▸ **Input**:
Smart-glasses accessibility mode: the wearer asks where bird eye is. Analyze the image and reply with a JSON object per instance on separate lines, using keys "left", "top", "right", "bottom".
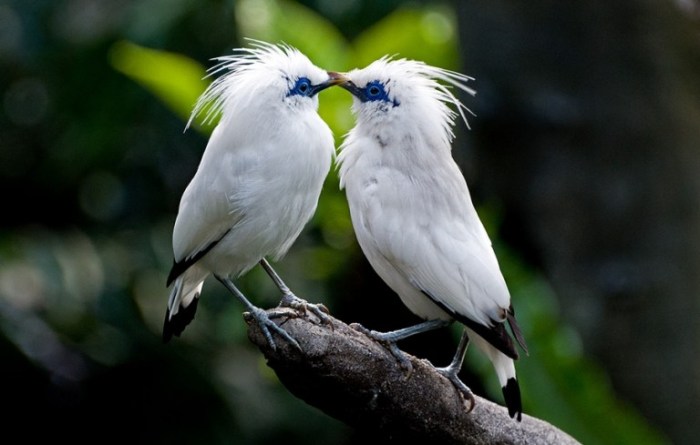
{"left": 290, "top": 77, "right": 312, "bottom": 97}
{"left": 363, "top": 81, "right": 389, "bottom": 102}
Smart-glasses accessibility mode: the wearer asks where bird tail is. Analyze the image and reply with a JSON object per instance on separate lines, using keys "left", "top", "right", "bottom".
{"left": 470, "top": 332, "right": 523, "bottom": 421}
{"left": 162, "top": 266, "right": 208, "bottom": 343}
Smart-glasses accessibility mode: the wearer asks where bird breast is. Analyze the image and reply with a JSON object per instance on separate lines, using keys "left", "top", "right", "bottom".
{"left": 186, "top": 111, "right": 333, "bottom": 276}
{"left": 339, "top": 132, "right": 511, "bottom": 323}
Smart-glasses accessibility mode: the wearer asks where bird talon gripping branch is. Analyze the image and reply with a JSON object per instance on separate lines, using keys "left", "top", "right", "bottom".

▸ **Exercise**:
Please return exactly the lines that run from the line with "where bird breast" through the end of the records above, both included, and nothing more.

▸ **Reply**:
Smart-glasses accessibility mode: the wearer asks where bird breast is. Analyze the image and reply with a JSON object per instance on separate lines, using keys "left", "top", "right", "bottom".
{"left": 186, "top": 111, "right": 333, "bottom": 276}
{"left": 339, "top": 132, "right": 511, "bottom": 323}
Smart-glasses accessibility mode: the wearer asks where bird talon gripping branch is. Analyze the image and reply with a JSON object per instance on separate lines, using keys "left", "top", "right", "bottom".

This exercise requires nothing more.